» RECORDS:

********

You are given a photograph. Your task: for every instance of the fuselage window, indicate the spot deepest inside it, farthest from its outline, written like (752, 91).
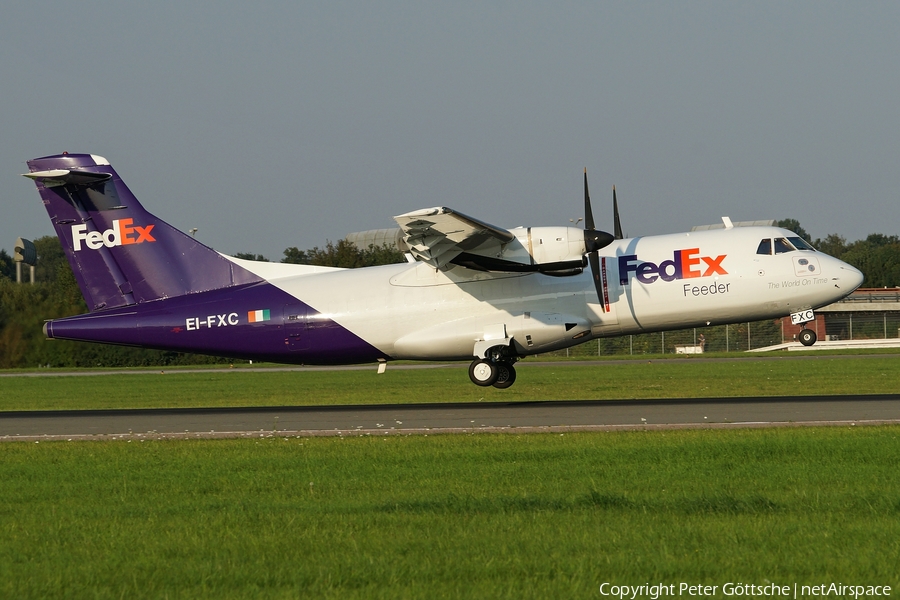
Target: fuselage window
(801, 244)
(782, 246)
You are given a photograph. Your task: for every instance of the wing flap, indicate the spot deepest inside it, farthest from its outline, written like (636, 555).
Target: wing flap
(438, 235)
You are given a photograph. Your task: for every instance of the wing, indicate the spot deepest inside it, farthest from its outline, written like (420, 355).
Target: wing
(438, 235)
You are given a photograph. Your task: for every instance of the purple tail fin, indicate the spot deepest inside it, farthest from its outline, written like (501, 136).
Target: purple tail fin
(120, 253)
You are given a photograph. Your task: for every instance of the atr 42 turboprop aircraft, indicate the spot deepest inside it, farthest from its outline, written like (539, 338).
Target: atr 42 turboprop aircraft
(472, 291)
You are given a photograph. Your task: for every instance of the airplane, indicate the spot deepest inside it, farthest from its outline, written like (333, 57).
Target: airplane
(469, 291)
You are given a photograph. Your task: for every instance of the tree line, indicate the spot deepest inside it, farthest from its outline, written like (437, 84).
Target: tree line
(55, 294)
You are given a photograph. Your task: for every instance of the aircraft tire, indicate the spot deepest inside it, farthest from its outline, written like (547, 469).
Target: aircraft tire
(807, 337)
(483, 372)
(506, 376)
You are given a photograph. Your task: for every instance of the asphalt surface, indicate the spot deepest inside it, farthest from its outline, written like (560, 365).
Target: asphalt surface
(514, 417)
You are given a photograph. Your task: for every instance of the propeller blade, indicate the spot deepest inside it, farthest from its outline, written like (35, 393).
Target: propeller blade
(594, 260)
(588, 213)
(593, 239)
(617, 225)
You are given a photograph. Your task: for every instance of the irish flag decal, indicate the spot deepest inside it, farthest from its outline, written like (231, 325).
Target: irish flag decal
(258, 316)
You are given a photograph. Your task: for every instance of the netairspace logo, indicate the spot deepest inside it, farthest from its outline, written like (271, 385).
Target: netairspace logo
(742, 590)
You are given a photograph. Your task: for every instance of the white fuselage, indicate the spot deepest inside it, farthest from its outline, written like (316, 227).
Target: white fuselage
(414, 311)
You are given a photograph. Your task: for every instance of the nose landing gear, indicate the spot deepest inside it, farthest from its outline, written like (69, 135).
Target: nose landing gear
(496, 369)
(807, 337)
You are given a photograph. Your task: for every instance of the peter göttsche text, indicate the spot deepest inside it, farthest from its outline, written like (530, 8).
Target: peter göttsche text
(742, 590)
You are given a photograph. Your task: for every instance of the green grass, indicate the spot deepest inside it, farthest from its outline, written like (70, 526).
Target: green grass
(560, 381)
(503, 516)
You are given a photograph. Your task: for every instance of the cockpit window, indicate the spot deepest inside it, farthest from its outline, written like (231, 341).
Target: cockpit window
(801, 244)
(782, 246)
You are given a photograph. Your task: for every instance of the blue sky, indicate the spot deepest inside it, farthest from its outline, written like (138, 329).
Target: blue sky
(284, 124)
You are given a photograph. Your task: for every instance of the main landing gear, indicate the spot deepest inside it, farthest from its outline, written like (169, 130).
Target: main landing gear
(496, 370)
(485, 373)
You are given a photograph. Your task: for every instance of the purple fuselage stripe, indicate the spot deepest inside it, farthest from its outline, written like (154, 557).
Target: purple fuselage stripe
(255, 321)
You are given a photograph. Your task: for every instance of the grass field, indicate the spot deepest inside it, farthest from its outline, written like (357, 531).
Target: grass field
(777, 376)
(493, 516)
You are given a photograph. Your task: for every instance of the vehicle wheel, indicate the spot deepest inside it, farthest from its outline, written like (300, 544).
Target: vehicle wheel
(483, 372)
(506, 376)
(807, 337)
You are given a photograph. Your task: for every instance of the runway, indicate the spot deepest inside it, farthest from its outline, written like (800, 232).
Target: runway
(424, 419)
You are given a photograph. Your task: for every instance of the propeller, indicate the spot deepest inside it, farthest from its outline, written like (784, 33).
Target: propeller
(617, 226)
(595, 239)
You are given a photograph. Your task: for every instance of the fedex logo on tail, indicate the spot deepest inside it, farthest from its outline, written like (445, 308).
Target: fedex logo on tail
(685, 264)
(122, 233)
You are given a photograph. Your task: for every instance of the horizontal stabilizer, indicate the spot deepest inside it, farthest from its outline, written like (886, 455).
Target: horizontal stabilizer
(58, 177)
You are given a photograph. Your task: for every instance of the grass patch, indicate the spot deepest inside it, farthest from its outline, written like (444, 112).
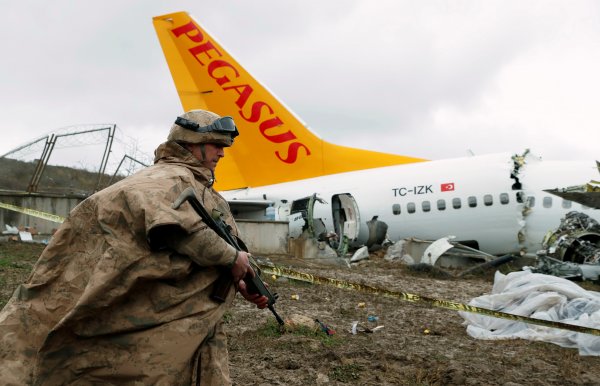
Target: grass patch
(271, 329)
(345, 373)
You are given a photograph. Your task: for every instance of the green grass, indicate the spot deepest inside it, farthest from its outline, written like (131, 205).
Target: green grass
(272, 330)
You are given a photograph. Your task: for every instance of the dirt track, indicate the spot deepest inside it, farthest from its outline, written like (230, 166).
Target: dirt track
(417, 345)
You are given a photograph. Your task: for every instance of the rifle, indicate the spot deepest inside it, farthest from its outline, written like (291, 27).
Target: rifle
(254, 285)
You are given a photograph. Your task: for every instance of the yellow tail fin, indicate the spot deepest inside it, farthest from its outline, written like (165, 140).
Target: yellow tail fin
(274, 146)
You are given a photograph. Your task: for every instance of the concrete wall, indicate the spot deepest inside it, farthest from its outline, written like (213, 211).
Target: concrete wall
(57, 205)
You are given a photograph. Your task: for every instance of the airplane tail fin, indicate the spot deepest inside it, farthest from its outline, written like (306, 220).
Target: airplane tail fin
(274, 145)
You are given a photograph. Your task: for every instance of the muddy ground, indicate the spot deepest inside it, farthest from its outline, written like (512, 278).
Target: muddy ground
(417, 345)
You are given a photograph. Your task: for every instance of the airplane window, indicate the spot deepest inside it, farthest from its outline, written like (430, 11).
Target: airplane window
(519, 197)
(426, 206)
(488, 200)
(441, 204)
(456, 203)
(472, 200)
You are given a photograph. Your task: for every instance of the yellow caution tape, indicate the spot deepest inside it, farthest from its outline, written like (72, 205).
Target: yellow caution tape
(33, 212)
(306, 277)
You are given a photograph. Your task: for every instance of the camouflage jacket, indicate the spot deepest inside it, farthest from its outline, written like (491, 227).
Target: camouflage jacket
(106, 300)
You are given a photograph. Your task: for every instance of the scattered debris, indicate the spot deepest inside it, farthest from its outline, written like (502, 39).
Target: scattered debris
(360, 254)
(357, 327)
(10, 230)
(325, 328)
(572, 251)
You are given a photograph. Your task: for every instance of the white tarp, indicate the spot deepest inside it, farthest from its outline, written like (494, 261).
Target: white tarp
(538, 296)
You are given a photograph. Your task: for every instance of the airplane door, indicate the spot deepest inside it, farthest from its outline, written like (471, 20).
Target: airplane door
(302, 217)
(346, 217)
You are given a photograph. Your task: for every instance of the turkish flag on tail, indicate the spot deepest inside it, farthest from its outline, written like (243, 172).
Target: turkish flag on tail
(447, 187)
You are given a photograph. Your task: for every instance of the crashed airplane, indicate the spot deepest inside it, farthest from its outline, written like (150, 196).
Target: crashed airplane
(572, 250)
(348, 197)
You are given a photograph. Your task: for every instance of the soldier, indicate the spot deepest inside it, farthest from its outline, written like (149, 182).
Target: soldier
(122, 292)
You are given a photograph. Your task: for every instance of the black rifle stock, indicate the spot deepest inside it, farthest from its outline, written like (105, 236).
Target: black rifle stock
(254, 284)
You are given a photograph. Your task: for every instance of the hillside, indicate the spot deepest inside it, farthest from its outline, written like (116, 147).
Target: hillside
(16, 176)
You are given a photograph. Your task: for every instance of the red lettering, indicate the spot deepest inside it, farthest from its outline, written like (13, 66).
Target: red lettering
(244, 94)
(186, 29)
(255, 114)
(204, 49)
(216, 64)
(292, 153)
(277, 138)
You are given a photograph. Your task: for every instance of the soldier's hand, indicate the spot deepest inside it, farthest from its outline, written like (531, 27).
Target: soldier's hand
(260, 301)
(241, 267)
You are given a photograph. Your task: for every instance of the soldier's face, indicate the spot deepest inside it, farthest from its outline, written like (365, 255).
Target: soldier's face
(212, 154)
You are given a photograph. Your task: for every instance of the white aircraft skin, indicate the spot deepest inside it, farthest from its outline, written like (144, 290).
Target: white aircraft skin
(513, 227)
(277, 159)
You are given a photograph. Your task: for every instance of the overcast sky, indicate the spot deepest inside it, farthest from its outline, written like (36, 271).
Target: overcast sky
(432, 79)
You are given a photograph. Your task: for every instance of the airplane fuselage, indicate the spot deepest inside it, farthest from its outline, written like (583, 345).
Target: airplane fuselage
(474, 199)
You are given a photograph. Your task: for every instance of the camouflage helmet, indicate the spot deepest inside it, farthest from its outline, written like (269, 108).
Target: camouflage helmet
(201, 126)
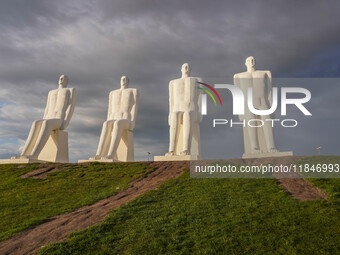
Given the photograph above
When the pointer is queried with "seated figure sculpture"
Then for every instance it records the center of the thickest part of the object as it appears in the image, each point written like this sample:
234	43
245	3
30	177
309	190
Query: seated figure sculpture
184	117
46	140
258	141
116	139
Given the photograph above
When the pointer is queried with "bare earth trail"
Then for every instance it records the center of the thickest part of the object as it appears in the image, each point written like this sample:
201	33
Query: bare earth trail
57	228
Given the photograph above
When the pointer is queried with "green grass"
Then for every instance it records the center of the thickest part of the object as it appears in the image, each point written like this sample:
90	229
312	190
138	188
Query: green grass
27	202
215	216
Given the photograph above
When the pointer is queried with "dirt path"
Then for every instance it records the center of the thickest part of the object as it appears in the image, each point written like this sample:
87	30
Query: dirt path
57	228
293	183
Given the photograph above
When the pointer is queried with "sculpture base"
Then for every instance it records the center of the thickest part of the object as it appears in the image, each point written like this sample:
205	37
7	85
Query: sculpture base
176	158
19	160
267	154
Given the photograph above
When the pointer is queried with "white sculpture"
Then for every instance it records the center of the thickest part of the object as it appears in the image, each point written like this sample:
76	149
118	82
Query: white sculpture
184	117
116	140
46	140
258	141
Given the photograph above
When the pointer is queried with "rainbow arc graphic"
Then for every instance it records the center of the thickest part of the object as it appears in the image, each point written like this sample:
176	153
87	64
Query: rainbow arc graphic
204	98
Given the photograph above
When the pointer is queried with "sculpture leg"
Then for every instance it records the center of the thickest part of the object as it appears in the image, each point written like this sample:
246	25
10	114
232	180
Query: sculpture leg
47	127
106	131
118	128
32	137
173	132
268	134
187	133
254	142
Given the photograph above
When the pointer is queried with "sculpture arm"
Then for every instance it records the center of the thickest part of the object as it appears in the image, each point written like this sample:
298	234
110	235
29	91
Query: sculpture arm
47	106
134	110
237	84
70	108
269	88
171	101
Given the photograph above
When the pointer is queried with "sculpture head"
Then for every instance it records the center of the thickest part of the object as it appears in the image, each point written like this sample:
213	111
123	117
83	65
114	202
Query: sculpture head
63	81
250	62
186	69
124	82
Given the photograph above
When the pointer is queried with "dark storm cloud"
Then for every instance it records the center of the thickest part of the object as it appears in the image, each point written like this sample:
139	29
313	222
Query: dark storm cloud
96	42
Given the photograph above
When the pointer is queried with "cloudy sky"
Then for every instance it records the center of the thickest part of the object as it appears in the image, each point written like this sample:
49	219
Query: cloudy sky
96	42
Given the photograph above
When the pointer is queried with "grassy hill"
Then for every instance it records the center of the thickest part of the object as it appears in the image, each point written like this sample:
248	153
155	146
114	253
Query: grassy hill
216	216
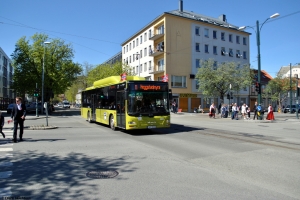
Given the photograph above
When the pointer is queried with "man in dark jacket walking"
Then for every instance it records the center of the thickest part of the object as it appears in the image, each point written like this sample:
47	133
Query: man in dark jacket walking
18	115
255	111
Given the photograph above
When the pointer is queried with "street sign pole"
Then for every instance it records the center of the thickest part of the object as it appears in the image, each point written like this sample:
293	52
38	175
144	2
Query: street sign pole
36	103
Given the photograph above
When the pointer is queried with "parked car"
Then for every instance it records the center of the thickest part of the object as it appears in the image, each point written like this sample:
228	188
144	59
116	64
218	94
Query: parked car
9	108
66	105
287	109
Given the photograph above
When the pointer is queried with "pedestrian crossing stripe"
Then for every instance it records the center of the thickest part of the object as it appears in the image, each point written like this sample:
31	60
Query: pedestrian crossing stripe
6	164
8	155
6	149
5	174
5	192
6	144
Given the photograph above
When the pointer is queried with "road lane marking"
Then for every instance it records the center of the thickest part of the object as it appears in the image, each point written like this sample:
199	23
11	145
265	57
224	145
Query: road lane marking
5	192
5	174
6	164
6	149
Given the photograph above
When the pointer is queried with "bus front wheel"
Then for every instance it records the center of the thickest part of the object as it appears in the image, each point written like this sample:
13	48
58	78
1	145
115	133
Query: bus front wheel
112	123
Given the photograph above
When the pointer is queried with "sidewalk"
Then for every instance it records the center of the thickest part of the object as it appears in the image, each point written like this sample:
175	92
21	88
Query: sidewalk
278	117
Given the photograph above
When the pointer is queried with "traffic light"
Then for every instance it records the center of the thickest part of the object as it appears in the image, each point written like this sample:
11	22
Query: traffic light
36	92
257	87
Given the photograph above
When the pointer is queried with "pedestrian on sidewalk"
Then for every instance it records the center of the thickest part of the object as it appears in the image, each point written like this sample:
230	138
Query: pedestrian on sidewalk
270	115
18	115
255	111
1	124
212	111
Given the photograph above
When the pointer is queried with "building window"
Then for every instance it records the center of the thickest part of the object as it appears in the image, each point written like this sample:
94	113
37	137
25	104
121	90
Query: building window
215	50
150	50
238	54
160	65
197	63
215	34
206	48
237	39
197	31
223	36
160	47
230	53
150	67
223	52
197	84
178	81
198	47
215	65
244	41
244	54
206	32
160	30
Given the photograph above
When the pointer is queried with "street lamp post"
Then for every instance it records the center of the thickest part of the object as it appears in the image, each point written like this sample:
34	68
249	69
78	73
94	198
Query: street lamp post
43	72
297	94
258	29
137	54
291	111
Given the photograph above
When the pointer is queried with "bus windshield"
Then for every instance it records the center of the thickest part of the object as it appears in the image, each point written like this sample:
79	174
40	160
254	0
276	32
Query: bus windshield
148	103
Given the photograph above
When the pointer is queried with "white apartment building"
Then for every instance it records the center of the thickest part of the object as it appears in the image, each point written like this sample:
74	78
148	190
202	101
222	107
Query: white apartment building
174	43
6	73
291	72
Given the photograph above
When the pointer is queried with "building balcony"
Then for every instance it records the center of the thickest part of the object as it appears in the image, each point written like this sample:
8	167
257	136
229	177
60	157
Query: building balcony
156	36
154	53
156	69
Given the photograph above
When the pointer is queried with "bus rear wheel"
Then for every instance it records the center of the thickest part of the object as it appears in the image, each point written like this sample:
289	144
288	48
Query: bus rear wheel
89	117
112	123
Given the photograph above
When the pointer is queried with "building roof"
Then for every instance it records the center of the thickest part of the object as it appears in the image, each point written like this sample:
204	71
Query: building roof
193	16
265	76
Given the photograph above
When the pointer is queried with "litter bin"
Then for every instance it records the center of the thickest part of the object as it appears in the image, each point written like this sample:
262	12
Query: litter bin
261	115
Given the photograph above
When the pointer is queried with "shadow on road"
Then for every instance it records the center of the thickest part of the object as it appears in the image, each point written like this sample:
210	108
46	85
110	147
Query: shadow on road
60	177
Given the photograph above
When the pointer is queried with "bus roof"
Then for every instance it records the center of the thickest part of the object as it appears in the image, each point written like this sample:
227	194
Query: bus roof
114	80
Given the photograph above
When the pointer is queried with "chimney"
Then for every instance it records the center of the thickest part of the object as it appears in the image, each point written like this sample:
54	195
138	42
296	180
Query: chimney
223	18
180	6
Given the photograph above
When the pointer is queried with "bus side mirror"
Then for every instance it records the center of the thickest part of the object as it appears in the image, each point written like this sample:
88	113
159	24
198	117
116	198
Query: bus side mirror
125	94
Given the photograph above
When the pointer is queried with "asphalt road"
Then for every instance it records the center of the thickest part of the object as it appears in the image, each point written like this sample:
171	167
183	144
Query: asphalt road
197	158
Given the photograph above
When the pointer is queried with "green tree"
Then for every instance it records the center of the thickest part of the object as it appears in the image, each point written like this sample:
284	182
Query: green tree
214	79
59	71
278	88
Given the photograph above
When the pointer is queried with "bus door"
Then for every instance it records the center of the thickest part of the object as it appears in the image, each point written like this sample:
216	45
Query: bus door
93	107
121	109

********

» HOW TO COMPLETE THIS TASK:
Pictures aside, repeat exactly every line from the top of the listing above through the line bearing "like (420, 355).", inclusive.

» SOLUTION TO THIS EXERCISE:
You are given a photograph. Your task: for every instance of the fuselage window, indicate the spot deepest inside it, farthest from its outline, written like (752, 91).
Target: fuselage window
(801, 244)
(782, 246)
You are given a photograph. Your task: for every instance of the wing flap, indicate the spot deepest inside it, farthest from its outline, written like (636, 555).
Target: wing flap
(438, 235)
You are given a photograph. Your task: for every instance of the wing, indicate the spot deepest inside it, farthest from its outline, written like (420, 355).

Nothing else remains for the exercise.